[PAGE]:
☆ ☆ ☆

Sur le territoire du bassin oyonnaxien, dans l’Ain, la plasturgie représente un enjeu de développement avec 15 000 salariés. Toute la filière plasturgiste y est représentée : la matière, les moules, les machines, les transformateurs, les centres de formation et le lycée Arbez Carme. Cette industrie, ce bassin, sa population sont aujourd’hui confrontés à des défis majeurs. Les salariés et les citoyens avec leurs organisations se rassemblent, proposent et agissent pour les relever.

Une industrie d’avenir

La plasturgie représente en France 29 milliards d’euros, 3 800 entreprises  pour 155 000 salariés mais 8 % des entreprises ont moins de 50 salariés.
Cette industrie est une industrie en pleine croissance parce que les pièces automobiles remplacent de plus en plus les pièces métalliques et avec des possibilités de croissance dans tous les secteurs.
La production mondiale de plastiques va doubler d’ici 10 ans. La Chine consomme 17 kg/habitant, la France 106 kg/ habitant, les USA 171 kg/habitant.
Dans les prochaines années, nous allons assister à une rupture technologique,  le plastique  va augmenter  ses qualités physiques  avec l’arrivée de nouveaux matériaux (composites, maïs, bois, blé…) et l’arrivée de plastiques intelligents avec des qualités sensorielles.
Malgré ses atouts la plasturgie est en difficulté d’autant plus qu’elle est placée sous la domination des donneurs d’ordre et des grands équipementiers multinationaux.
Il n’existe à ce jour aucune filière professionnelle de production et les fournisseurs et les sous-traitants sont soumis à une baisse récurrente  des prix de 3 à 5 % annuels avec des exigences de qualité et de services toujours croissants.

Un étau se resserre sur les PMI

Les prix diminuent, le coût de la matière augmente et les marges des PMI diminuent. Pour prendre  un marché les donneurs d’ordre obligent les sous-traitants à les suivre dans les pays émergents, pour des délocalisations sans aucune perspective de rentabilité.

Les coûts cachés d’une délocalisation peuvent représenter entre 15 et 60 % des gains attendus.  Un exemple du gâchis humain, financier et environnemental : des pièces produites en France sont conditionnées et transportées dans les pays de l’Est pour leur finition (peinture…) et reconditionnéespour revenir en Europe occidentale. Au total non seulement cela est loin de baisser l’ensemble des coûts et n’augmente ni l’efficacité, ni même la valeur ajoutée, mais par contre cela modifie le partage de celle-ci en faveur des profits.

☆ ☆ ☆

[Éléments de données]
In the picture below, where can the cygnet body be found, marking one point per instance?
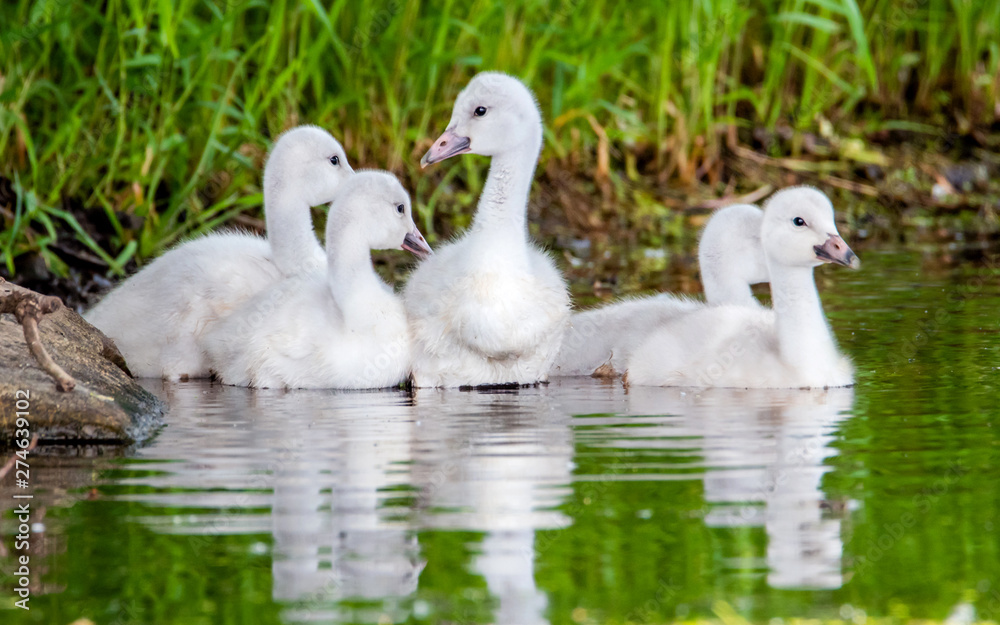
(158, 316)
(489, 308)
(599, 341)
(788, 346)
(337, 327)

☆ ☆ ☆

[VOTRE TÂCHE]:
Répondez à ces questions d'après la page sur la plasturgie :
1. Combien de salariés la plasturgie compte-t-elle sur le territoire du bassin oyonnaxien ?
2. Quelle quantité de plastiques la France consomme-t-elle par habitant ?
3. Quelle part des gains attendus les coûts cachés d'une délocalisation peuvent-ils représenter ?

[RÉPONSE ATTENDUE]:
1. 15 000 salariés.
2. 106 kg par habitant.
3. Entre 15 et 60 %.